In 1832, the orator and statesman Sen. Henry Clay (Ky.) surveyed the progress of American democracy and found the republic threatened by an instrument of power almost “totally irreconcilable” with representative government: the presidential veto.
“Ought the opinion of one man to overrule that of a legislative body, twice deliberately expressed!” Clay raged incredulously after President Andrew Jackson’s historic veto of the Bank Bill.
The founders, Clay said, had intended the prerogative to be used only “for instances of precipitate legislation, in unguarded moments.”
A mere 170-plus years later, Clay finally has a president after his own heart.
Backed by a GOP Congress with a parallel agenda and a determination to minimize conflict, President Bush is on a course to become the first two-term president since Thomas Jefferson never to issue a single veto.
Yet, as 40 intervening presidents could attest, the Jefferson model is tough to duplicate. Associate Senate Historian Donald Ritchie is one who is skeptical that the arrangement can be sustained for four more years.
“I would assume there will be some moments where the president will just say, ‘It’s not what I want’ and may veto it — maybe just for symbolic reasons,” Ritchie said.
He noted that many past presidents have vetoed bills to achieve parochial objectives. Jimmy Carter, for instance, used it “to show that he was in control.”
“It would be remarkable if Bush was able to keep it up for another term,” Ritchie said.
Challenges to Bush’s clean sheet — if any materialize — will most likely arise from new variables in the 109th Congress. Enhanced Republican majorities in the House and Senate have already shown signs of restiveness after four years of assisting the president’s bid for re-election. It remains to be seen whether Bush’s lame-duck status will limit his ability to call the shots on Capitol Hill.
Some fraying had already become evident during Bush’s first term. As a recession loomed and Republicans lined up behind tax cuts intended to stimulate growth, fiscal conservatives complained that action was not being taken to significantly cut spending.
Such concerns were muted thanks to Republican unity behind Bush’s re-election bid. But such tensions may reappear, and even worsen, as Bush faces lame-duck status.
....
_SET EXERCISE 1_
Rewrite the part of the veto article starting at "He noted that" and ending at "on Capitol Hill.", swapping "remarkable" for "surprising".
The entries are unrelated to the article.
....
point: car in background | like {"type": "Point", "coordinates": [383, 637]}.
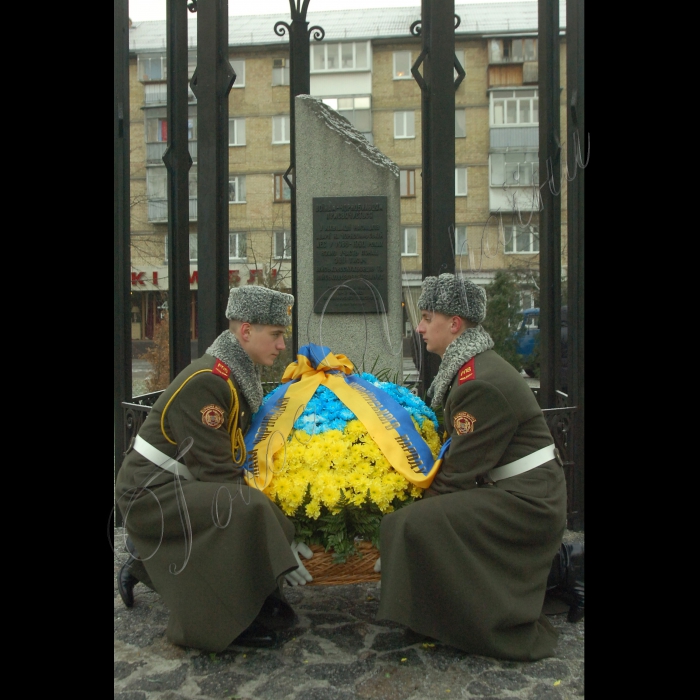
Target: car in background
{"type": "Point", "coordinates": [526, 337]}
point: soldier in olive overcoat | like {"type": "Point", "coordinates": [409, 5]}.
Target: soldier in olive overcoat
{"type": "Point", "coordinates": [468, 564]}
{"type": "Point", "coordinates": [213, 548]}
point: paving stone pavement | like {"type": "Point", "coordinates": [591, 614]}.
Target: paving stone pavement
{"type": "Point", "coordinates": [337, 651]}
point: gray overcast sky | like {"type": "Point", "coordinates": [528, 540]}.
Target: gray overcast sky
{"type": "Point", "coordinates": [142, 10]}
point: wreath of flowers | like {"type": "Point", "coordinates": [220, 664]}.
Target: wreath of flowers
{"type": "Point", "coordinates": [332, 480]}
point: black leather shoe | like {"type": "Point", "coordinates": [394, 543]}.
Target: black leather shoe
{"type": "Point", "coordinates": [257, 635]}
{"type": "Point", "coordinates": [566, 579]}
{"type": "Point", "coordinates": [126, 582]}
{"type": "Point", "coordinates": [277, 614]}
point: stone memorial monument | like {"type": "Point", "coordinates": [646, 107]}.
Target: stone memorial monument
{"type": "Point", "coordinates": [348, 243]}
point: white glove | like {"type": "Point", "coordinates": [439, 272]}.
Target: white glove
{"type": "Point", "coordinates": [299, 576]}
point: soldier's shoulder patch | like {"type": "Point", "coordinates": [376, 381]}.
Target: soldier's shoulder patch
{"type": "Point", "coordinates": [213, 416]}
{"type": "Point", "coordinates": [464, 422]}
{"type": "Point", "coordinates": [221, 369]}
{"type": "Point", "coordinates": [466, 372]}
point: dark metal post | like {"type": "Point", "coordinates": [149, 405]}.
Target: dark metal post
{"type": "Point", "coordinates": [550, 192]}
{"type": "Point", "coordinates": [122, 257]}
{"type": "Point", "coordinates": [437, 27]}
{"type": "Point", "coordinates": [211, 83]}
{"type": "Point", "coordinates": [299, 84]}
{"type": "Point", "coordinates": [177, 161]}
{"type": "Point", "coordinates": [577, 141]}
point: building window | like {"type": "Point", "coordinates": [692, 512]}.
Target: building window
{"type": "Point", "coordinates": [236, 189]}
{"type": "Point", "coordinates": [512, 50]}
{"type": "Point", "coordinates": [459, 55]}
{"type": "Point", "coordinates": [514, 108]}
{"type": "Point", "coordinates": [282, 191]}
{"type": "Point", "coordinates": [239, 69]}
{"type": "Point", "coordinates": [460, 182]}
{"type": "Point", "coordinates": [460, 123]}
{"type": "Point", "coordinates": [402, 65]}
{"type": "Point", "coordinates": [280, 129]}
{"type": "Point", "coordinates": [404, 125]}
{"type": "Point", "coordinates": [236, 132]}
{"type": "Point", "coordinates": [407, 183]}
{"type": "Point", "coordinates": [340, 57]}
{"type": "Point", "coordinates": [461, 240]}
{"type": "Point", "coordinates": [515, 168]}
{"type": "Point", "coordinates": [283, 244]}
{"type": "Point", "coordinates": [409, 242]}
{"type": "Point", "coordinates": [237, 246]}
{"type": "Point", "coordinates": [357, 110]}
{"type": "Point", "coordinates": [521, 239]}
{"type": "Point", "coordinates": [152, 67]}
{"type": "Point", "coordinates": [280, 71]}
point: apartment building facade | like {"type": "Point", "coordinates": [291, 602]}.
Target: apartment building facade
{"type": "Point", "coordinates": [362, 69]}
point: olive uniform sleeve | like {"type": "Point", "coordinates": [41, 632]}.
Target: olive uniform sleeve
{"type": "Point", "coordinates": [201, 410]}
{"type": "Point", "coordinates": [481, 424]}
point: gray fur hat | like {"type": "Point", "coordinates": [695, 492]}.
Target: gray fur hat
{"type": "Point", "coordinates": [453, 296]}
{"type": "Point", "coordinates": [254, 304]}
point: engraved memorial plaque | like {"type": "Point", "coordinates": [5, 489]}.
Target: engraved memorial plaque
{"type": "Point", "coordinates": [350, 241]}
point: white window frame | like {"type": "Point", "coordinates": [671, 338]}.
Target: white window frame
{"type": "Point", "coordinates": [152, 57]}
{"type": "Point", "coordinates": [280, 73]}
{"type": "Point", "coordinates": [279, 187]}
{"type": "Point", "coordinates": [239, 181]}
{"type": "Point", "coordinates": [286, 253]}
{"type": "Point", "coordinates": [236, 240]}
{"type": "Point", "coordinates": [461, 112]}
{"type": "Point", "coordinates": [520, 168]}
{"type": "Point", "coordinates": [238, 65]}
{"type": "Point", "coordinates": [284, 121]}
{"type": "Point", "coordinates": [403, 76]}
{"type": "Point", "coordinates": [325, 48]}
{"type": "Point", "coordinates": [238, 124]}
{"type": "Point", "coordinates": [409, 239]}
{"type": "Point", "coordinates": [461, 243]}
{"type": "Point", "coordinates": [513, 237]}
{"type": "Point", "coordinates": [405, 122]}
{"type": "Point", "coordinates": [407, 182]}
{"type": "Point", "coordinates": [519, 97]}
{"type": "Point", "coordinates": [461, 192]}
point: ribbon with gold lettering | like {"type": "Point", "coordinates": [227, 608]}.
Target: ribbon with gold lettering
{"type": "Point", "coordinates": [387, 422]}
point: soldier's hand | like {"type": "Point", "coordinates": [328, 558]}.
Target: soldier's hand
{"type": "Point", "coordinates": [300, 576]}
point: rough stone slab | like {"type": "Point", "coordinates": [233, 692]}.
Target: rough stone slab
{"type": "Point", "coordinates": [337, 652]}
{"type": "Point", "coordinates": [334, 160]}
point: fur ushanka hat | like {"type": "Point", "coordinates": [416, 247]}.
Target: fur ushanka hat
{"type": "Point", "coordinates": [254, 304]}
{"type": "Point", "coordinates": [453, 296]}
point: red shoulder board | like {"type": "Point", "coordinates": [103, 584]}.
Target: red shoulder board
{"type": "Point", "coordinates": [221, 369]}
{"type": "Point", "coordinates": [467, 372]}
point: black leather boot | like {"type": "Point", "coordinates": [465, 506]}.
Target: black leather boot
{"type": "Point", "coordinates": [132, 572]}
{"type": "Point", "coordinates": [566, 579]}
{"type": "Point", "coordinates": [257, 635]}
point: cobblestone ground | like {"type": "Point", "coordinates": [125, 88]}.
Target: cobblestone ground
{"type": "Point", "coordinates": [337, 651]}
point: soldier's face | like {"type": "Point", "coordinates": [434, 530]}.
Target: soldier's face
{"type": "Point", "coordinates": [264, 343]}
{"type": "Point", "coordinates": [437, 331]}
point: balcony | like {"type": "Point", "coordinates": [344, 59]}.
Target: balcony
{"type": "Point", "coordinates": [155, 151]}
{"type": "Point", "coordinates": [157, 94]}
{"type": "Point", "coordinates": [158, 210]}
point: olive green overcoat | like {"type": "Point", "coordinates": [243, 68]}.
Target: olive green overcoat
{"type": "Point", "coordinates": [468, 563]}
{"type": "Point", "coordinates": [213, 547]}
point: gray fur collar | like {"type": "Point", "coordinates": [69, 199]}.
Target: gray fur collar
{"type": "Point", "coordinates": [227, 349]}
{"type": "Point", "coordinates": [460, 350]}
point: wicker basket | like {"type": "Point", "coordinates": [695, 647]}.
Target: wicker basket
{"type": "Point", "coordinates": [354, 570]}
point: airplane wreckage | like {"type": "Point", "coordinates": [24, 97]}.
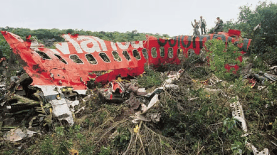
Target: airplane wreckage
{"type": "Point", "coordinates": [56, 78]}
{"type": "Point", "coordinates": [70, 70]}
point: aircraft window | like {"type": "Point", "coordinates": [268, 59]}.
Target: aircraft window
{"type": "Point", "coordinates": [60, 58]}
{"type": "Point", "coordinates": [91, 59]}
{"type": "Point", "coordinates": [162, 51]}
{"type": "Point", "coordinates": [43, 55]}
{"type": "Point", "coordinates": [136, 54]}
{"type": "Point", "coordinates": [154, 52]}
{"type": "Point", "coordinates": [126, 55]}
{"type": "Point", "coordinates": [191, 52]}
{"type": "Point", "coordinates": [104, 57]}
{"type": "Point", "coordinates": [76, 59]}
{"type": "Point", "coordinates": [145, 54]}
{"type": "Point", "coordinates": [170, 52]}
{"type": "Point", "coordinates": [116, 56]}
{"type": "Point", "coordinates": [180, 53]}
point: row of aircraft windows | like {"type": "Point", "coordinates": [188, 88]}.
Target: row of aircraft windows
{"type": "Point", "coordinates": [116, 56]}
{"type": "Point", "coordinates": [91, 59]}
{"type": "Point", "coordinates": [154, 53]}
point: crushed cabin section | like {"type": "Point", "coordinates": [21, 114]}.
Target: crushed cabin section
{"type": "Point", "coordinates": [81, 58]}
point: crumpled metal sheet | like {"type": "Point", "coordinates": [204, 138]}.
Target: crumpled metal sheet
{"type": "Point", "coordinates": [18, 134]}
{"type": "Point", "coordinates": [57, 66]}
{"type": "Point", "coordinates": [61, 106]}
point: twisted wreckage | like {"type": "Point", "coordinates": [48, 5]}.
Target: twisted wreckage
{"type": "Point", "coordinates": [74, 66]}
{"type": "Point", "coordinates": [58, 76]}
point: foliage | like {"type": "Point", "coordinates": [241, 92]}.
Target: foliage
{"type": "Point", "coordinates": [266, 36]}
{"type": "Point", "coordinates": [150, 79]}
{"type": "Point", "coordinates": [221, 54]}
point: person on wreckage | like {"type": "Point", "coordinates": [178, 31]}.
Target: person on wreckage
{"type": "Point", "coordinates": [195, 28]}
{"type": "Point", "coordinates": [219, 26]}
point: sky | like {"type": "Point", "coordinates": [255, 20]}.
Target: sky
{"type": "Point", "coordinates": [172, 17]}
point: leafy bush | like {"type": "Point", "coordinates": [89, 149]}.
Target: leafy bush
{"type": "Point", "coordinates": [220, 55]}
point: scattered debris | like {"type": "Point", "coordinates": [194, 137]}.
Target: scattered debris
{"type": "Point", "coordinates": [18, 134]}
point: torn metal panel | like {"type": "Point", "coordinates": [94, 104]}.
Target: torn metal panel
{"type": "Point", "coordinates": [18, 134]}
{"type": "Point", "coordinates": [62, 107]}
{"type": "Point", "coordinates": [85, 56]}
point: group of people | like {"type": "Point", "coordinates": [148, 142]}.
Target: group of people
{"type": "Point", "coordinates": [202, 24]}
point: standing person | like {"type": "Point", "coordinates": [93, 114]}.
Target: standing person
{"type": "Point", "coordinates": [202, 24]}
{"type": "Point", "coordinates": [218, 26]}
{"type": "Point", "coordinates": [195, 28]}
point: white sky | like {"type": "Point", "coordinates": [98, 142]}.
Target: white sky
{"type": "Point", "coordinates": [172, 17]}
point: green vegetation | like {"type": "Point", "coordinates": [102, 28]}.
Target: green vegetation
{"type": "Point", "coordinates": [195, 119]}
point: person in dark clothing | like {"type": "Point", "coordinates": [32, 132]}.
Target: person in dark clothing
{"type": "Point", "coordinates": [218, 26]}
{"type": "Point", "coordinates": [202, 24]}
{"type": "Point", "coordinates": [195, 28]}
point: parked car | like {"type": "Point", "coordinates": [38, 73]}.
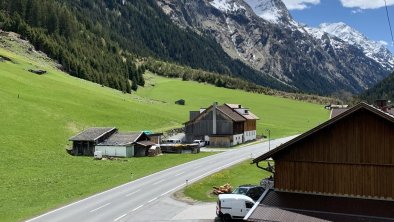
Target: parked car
....
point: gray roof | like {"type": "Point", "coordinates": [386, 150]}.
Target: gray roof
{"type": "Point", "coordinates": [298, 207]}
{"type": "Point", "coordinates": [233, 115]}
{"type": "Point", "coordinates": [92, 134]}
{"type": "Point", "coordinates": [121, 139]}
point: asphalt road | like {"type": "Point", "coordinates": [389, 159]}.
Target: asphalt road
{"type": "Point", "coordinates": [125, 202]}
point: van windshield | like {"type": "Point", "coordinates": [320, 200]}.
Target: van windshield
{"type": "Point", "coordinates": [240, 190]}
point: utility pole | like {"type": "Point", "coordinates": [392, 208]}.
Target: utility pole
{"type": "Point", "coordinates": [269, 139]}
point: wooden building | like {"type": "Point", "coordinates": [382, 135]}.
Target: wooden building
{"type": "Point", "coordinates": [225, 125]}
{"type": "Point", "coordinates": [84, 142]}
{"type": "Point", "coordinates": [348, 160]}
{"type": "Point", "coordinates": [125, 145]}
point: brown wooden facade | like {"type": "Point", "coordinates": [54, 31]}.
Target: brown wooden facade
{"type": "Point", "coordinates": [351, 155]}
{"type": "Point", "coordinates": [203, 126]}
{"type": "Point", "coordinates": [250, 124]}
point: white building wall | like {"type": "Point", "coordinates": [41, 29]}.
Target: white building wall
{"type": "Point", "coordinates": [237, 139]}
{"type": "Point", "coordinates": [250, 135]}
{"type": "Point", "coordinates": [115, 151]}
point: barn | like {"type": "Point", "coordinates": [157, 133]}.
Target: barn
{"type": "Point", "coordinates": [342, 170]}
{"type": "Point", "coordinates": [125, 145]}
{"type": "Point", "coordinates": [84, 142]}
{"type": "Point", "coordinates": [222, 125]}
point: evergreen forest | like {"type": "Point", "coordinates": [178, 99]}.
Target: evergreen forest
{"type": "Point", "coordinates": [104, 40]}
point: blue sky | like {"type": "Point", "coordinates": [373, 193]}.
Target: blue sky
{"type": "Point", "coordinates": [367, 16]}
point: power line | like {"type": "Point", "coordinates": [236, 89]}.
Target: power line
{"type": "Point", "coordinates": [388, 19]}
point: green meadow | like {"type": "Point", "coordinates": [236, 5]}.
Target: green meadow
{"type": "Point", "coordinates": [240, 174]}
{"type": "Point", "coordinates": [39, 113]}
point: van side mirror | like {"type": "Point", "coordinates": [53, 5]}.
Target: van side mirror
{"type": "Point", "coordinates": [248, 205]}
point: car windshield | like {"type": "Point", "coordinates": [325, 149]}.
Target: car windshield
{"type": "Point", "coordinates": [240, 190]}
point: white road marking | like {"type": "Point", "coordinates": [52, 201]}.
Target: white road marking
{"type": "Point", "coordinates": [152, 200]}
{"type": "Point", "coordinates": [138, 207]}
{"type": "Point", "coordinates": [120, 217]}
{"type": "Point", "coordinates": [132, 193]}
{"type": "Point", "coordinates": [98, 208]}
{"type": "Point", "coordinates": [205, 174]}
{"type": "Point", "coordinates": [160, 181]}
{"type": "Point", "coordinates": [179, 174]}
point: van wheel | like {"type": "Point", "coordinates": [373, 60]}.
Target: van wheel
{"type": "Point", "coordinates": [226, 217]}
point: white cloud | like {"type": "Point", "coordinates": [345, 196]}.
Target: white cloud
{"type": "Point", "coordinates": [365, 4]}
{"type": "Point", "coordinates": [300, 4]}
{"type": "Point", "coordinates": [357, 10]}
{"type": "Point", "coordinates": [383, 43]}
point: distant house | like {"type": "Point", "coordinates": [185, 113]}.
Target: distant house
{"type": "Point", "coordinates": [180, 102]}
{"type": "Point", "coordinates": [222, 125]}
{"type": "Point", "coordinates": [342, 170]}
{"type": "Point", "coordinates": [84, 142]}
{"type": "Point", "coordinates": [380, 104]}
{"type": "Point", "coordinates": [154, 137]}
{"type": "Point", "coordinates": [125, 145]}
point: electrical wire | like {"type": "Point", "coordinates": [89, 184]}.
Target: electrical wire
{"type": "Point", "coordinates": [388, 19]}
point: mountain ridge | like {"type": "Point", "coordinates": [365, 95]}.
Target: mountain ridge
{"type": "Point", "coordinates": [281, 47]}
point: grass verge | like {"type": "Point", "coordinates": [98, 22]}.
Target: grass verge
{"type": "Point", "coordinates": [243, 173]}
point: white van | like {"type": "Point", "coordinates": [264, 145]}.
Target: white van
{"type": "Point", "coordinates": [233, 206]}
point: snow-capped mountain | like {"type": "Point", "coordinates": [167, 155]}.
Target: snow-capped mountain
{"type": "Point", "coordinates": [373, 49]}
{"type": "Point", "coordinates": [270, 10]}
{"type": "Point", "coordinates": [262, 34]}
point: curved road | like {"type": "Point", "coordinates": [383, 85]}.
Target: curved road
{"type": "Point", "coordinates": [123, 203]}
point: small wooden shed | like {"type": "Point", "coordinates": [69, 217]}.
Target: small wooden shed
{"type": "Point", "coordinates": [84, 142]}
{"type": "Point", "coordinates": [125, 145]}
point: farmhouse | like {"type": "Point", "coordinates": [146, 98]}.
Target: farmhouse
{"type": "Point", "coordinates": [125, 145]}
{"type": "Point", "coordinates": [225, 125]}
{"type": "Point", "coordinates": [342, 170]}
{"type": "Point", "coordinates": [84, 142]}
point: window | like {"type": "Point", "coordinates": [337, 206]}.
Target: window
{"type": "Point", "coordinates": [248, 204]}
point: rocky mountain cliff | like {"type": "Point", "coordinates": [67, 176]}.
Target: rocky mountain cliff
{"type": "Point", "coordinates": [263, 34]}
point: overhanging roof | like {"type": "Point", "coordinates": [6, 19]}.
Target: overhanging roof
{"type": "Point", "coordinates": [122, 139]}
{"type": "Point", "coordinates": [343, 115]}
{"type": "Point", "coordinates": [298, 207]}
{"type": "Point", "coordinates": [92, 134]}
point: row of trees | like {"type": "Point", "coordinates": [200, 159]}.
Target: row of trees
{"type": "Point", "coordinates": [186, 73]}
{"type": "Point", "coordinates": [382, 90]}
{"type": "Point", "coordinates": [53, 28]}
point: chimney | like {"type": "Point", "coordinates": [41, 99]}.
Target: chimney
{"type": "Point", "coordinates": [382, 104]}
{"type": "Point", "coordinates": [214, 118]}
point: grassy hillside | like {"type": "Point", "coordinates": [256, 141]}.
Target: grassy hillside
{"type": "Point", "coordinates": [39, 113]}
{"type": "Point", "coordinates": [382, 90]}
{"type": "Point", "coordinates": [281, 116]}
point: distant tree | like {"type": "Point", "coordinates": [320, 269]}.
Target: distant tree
....
_SET EXERCISE 2_
Please output the entries starting at the line that contains "point: grassy hillside" and ending at the line that contains "Target: distant tree", including both of those lines, without any changes.

_WRITTEN SOLUTION 1_
He noted that many past presidents have vetoed bills to achieve parochial objectives. Jimmy Carter, for instance, used it “to show that he was in control.”
“It would be surprising if Bush was able to keep it up for another term,” Ritchie said.
Challenges to Bush’s clean sheet — if any materialize — will most likely arise from new variables in the 109th Congress. Enhanced Republican majorities in the House and Senate have already shown signs of restiveness after four years of assisting the president’s bid for re-election. It remains to be seen whether Bush’s lame-duck status will limit his ability to call the shots on Capitol Hill.

_WRITTEN SOLUTION 2_
point: grassy hillside | like {"type": "Point", "coordinates": [256, 141]}.
Target: grassy hillside
{"type": "Point", "coordinates": [39, 113]}
{"type": "Point", "coordinates": [382, 90]}
{"type": "Point", "coordinates": [281, 116]}
point: distant tree | like {"type": "Point", "coordinates": [320, 269]}.
Target: distant tree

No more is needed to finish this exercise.